■ TO BE DONE:
Reproduce word for word the portion of the blog post on constraints below that lies between "DSC 7316Just as" and "years after leaving.", inclusive.

■ EXTRACTED TEXT:
** Begin **

Keeping the faith?

November 7, 2020

DSC 7316Just as a warning, this is a rather rambling post.  The overall theme is about constraints and is another theme I will be posting about over the next month or so.  You might want to do a search on ‘Mending Walls’ both on this blog and the wider internet if you want more of the background.   Robert Frost’s poem of that name is to my mind the poem of anthro-complexity and I have used it in several blog posts, for the first time recalling a meal with Stu Kauffman, Brian Arthur and Walter Freeman after an event at the Almaden Institute.  That itself was an ironic event as IBM having closed my unit down as complexity science was not strategic had now decided it was; so I was pulled back as a consultant some three years after leaving.

A lot of water has passed under a lot of bridges since then and we’ve had an Exploratory with the Theory of Constraints community to look at similarities and differences between the different uses of the language.  In anthro-complexity and complexity in general, constraints are not always seen as things to remove.  Constraints can contain or they can connect but in today’s post, I am thinking aloud about their use as boundaries.  It is important to realise that boundaries are often designed to be crossed.  The picture here shows a gap in the wall that in lower pastures might have a wooden gate.  Often several large cross-stones protrude from a stone wall to create a pathway for humans, but not sheep; a type of permeability.  .  Without a boundary it is difficult to achieve change and without connections, there is no path to progress.

** End **

■ EXTRACTED ENTRIES:

** Begin **

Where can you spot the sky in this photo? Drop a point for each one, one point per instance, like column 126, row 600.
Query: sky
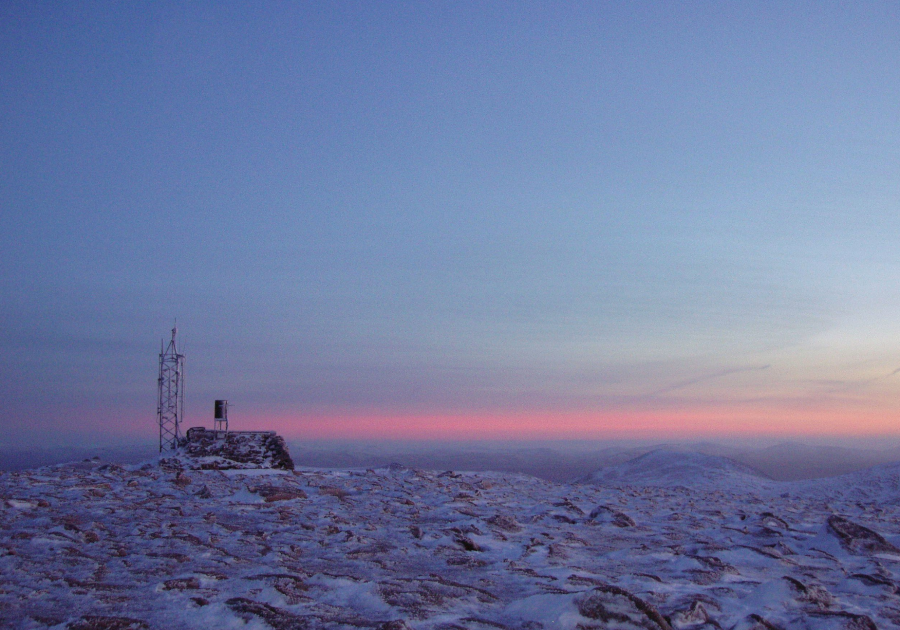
column 451, row 220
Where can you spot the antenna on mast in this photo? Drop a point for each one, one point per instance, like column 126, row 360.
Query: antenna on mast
column 170, row 407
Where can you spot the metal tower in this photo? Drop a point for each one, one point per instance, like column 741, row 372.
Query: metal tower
column 170, row 409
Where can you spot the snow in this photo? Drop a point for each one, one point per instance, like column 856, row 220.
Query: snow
column 666, row 540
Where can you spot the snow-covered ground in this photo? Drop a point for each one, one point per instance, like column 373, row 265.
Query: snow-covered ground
column 668, row 540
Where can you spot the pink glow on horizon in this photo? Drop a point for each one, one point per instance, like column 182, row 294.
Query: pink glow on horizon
column 705, row 423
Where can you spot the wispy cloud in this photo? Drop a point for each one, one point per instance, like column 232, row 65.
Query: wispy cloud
column 708, row 377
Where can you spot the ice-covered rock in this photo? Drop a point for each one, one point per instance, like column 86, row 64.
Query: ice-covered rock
column 202, row 449
column 672, row 468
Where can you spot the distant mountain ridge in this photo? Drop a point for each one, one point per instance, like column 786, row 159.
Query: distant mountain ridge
column 666, row 468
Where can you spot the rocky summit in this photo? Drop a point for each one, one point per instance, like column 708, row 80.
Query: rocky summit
column 92, row 545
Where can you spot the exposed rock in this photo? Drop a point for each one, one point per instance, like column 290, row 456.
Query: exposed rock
column 202, row 449
column 604, row 514
column 858, row 539
column 273, row 493
column 275, row 617
column 99, row 622
column 846, row 620
column 181, row 584
column 810, row 593
column 619, row 609
column 505, row 522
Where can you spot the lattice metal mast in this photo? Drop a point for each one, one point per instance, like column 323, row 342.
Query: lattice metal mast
column 170, row 409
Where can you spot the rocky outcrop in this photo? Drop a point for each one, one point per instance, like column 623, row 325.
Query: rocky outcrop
column 202, row 449
column 858, row 539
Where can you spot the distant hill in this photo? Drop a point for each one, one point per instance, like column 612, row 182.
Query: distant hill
column 678, row 468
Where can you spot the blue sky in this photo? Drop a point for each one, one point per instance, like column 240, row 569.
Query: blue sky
column 563, row 212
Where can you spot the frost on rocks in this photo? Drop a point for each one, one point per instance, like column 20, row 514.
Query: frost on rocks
column 93, row 546
column 202, row 449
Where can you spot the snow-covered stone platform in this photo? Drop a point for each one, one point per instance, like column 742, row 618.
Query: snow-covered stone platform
column 202, row 449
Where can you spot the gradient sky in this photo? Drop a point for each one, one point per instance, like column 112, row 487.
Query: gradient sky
column 450, row 219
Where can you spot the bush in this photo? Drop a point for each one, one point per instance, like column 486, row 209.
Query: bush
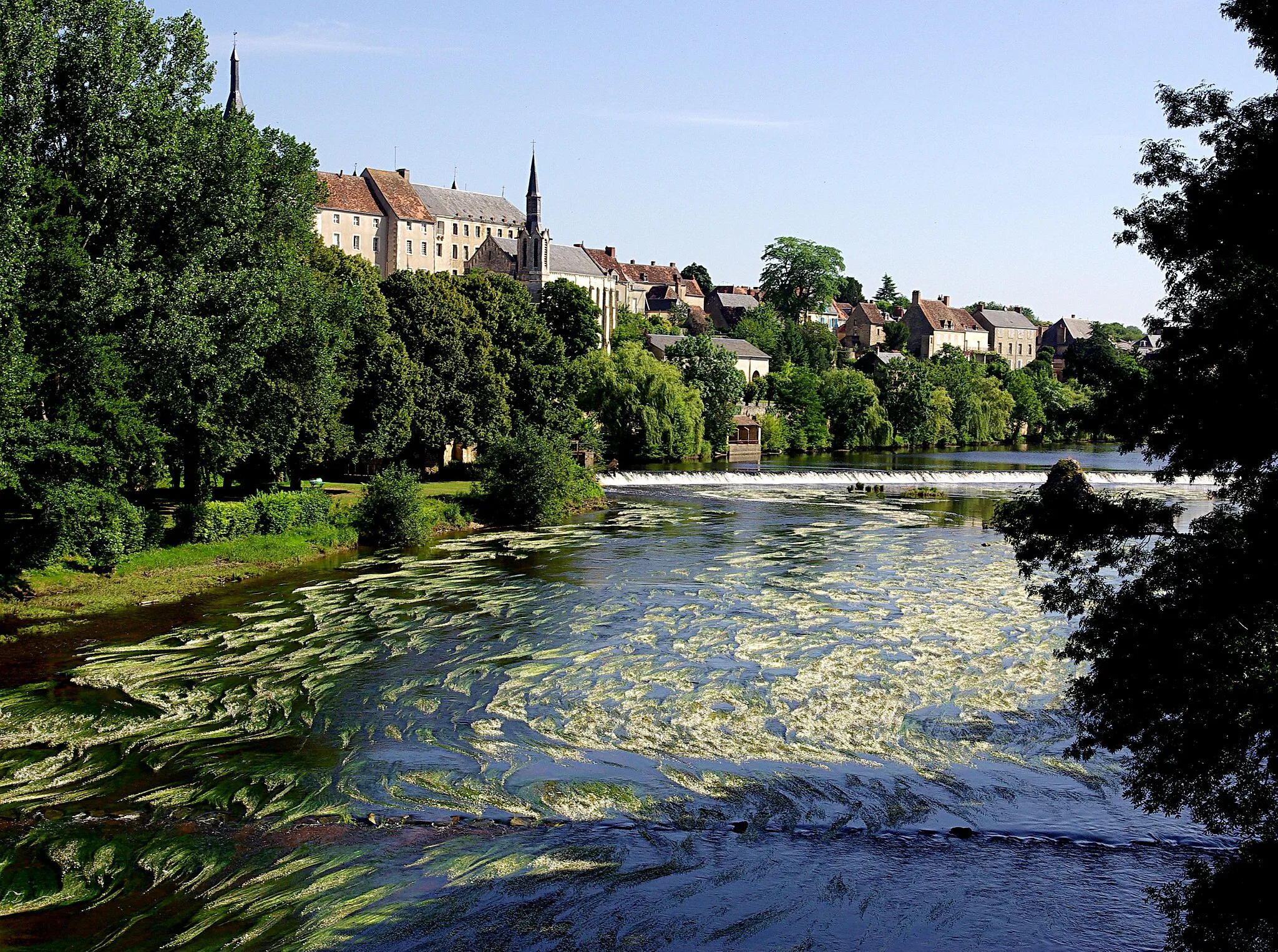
column 532, row 480
column 394, row 512
column 97, row 524
column 274, row 512
column 217, row 522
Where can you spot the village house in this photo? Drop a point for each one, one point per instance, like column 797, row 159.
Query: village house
column 651, row 288
column 935, row 325
column 1011, row 334
column 863, row 325
column 463, row 220
column 1063, row 333
column 751, row 361
column 728, row 304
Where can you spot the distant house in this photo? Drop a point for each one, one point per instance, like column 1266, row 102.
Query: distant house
column 935, row 325
column 1063, row 333
column 1148, row 344
column 725, row 306
column 876, row 361
column 749, row 359
column 1011, row 334
column 863, row 326
column 746, row 439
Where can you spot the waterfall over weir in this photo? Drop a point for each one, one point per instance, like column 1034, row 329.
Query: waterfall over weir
column 885, row 477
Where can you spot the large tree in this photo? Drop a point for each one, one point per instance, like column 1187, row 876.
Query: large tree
column 801, row 276
column 1180, row 637
column 572, row 314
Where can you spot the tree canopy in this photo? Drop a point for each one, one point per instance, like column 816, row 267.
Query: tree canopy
column 801, row 276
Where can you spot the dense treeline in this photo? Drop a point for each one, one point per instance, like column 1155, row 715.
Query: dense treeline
column 1178, row 626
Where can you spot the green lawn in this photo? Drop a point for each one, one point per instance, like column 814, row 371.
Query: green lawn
column 66, row 595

** End **

■ REPLY TO THE TASK:
DSC 7316Just as a warning, this is a rather rambling post.  The overall theme is about constraints and is another theme I will be posting about over the next month or so.  You might want to do a search on ‘Mending Walls’ both on this blog and the wider internet if you want more of the background.   Robert Frost’s poem of that name is to my mind the poem of anthro-complexity and I have used it in several blog posts, for the first time recalling a meal with Stu Kauffman, Brian Arthur and Walter Freeman after an event at the Almaden Institute.  That itself was an ironic event as IBM having closed my unit down as complexity science was not strategic had now decided it was; so I was pulled back as a consultant some three years after leaving.